Written instruction
Begin at the line that contains "of the purple" and stop after the line that contains "Query: purple loosestrife flower spike". Write out only those lines again, replacing "flower spike" with "flower cluster" and leaving everything else unchanged.

** start Data to use **

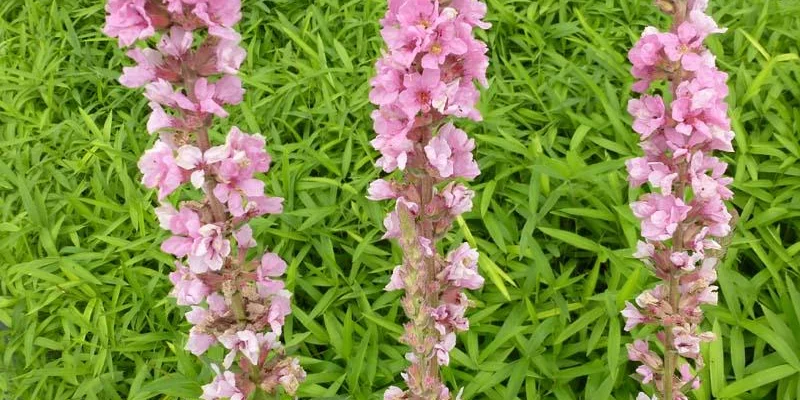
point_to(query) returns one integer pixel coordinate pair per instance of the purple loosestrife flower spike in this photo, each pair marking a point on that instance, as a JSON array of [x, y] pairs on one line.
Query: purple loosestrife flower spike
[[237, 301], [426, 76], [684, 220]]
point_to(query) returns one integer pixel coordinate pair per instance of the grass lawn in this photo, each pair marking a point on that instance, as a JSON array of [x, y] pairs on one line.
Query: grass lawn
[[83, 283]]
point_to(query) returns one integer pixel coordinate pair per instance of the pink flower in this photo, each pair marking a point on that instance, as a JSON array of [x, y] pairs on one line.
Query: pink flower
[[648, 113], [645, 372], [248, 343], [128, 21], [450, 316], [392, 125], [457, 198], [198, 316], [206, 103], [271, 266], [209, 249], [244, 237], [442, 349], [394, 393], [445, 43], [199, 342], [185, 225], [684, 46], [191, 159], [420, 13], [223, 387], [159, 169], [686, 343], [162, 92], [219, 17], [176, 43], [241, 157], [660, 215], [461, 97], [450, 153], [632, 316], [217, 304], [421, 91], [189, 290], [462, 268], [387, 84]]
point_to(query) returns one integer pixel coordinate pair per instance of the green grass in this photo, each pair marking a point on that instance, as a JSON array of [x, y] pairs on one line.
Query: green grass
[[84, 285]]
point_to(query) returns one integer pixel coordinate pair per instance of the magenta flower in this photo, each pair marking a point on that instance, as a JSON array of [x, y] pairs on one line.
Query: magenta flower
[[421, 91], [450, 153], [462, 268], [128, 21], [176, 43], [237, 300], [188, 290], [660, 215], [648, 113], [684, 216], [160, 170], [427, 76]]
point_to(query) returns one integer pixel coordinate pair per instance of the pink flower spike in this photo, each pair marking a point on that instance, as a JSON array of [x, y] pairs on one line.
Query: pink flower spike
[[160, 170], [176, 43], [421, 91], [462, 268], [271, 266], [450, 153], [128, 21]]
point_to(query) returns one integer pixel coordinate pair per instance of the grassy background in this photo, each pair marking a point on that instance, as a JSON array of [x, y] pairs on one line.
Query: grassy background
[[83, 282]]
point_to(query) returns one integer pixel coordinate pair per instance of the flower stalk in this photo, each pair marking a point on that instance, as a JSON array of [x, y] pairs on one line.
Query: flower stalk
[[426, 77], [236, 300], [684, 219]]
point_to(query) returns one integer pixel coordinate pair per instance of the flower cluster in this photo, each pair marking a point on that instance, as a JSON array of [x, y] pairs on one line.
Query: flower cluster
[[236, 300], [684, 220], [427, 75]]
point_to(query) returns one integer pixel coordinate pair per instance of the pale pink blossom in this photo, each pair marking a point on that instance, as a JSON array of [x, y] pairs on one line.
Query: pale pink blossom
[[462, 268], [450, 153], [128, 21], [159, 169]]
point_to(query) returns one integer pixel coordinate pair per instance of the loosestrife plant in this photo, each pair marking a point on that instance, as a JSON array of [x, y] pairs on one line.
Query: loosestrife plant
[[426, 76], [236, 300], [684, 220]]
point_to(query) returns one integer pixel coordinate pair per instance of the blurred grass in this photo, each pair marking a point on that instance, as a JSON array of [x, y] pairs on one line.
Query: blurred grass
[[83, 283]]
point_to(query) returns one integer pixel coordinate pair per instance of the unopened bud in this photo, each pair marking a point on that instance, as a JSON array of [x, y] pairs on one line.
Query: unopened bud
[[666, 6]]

** end Data to use **
** start Data to use **

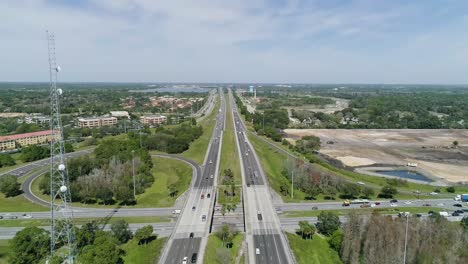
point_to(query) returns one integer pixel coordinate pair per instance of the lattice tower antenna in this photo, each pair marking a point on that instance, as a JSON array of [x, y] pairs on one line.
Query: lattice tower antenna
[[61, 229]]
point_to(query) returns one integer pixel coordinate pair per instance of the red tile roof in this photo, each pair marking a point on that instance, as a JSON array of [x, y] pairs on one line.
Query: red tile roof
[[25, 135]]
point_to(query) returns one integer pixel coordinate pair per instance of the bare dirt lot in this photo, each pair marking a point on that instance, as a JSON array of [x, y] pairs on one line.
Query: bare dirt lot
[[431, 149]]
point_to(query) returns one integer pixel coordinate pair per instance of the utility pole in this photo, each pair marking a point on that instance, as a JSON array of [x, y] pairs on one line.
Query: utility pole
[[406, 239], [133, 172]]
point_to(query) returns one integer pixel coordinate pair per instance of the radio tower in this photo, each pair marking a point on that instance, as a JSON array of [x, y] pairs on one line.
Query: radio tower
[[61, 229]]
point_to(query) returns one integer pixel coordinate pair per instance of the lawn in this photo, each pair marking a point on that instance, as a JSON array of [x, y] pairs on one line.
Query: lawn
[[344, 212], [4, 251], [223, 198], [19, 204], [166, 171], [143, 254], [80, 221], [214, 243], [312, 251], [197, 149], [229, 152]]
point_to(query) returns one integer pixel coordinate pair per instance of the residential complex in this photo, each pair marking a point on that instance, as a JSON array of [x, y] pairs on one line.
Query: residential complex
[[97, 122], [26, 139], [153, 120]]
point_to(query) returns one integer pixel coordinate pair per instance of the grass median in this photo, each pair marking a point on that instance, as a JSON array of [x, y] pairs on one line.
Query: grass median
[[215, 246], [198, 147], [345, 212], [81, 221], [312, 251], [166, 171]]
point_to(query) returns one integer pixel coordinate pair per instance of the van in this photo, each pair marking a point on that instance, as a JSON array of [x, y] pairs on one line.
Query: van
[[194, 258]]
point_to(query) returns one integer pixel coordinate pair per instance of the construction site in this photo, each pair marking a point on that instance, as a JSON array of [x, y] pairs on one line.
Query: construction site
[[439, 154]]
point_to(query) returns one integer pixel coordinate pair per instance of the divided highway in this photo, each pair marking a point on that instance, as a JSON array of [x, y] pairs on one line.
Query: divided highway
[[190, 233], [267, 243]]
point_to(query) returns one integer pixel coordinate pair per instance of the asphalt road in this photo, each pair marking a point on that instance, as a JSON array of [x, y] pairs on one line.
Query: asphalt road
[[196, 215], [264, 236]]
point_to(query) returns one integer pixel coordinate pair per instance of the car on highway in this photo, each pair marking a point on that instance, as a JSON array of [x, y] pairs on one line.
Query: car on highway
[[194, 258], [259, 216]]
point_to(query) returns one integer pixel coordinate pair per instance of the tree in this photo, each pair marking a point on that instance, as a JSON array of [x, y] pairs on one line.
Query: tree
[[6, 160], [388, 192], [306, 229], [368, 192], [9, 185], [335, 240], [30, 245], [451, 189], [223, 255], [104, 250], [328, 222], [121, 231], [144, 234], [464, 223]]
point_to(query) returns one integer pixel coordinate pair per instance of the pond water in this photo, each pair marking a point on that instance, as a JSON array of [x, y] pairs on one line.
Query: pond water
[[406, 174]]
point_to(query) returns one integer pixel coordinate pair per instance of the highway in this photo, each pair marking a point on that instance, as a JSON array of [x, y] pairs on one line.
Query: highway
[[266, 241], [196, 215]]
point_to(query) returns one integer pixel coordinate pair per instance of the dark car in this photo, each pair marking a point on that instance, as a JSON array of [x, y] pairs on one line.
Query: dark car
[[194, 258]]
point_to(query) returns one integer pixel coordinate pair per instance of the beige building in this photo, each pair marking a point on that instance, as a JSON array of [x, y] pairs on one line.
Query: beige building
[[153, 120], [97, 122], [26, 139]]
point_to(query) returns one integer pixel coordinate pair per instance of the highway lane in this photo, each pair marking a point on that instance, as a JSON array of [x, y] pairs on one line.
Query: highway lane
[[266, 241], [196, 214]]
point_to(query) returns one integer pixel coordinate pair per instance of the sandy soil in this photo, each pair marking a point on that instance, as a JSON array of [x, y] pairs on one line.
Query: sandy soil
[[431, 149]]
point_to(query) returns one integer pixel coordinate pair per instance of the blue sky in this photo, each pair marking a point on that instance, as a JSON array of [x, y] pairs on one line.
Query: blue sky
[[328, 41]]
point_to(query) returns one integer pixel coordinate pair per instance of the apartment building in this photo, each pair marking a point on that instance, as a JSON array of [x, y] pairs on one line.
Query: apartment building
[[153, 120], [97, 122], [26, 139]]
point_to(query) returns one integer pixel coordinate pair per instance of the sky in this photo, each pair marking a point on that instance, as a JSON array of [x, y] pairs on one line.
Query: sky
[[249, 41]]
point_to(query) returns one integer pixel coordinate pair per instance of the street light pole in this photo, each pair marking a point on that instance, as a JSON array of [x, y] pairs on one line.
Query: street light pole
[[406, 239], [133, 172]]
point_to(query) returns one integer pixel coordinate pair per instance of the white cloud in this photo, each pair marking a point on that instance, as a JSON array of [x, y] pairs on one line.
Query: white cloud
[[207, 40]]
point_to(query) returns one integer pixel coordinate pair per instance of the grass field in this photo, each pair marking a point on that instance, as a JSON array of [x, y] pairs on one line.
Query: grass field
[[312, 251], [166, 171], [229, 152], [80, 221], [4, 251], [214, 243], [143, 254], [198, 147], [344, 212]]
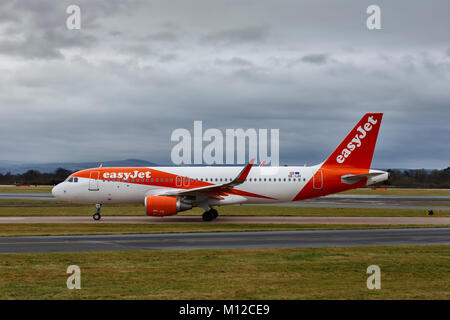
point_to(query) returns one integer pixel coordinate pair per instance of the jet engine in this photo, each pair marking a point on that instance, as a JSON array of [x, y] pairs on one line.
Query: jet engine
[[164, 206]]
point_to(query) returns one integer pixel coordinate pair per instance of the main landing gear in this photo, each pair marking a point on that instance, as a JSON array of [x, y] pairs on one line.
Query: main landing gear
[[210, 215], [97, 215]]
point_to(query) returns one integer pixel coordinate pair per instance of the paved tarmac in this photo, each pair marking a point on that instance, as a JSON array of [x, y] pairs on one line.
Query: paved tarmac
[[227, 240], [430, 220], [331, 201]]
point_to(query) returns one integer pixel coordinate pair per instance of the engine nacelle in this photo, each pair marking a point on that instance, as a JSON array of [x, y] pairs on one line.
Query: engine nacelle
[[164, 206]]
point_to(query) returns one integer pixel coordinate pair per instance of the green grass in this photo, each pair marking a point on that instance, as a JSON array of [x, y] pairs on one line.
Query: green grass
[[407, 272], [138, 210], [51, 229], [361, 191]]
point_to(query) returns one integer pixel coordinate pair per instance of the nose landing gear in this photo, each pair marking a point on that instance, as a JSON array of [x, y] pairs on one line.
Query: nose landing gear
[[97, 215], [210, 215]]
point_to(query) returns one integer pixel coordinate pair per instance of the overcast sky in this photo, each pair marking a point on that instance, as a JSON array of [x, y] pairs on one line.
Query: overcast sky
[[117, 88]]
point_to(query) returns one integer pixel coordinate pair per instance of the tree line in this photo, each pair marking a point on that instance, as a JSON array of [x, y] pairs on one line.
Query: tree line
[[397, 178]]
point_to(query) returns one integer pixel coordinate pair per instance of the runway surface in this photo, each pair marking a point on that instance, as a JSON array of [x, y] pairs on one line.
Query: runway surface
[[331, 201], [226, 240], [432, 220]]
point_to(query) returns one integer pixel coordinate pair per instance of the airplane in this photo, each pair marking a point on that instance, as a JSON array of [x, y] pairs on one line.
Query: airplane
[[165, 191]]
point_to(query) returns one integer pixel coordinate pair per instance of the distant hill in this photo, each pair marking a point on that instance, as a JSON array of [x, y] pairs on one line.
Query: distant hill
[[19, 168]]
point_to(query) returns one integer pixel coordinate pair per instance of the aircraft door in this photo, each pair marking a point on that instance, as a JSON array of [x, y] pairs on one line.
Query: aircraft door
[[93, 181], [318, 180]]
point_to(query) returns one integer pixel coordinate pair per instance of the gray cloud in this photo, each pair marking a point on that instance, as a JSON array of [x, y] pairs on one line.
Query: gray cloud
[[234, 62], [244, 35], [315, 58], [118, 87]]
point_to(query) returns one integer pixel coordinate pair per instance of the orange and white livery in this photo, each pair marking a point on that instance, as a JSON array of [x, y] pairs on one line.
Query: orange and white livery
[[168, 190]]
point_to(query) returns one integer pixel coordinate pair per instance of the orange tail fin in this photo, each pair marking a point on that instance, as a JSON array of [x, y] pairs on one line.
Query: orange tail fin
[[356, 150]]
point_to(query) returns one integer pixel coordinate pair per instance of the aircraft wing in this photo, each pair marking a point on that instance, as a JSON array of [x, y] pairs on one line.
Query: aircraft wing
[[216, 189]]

** end Data to use **

Solution to the problem
point_to(query) returns one integer pixel coordinate pair per instance of the purple loosestrife flower cluster in this photo, each pair marking a point on that instance, as a JSON array of [x, y] pairs on one line.
Query: purple loosestrife flower cluster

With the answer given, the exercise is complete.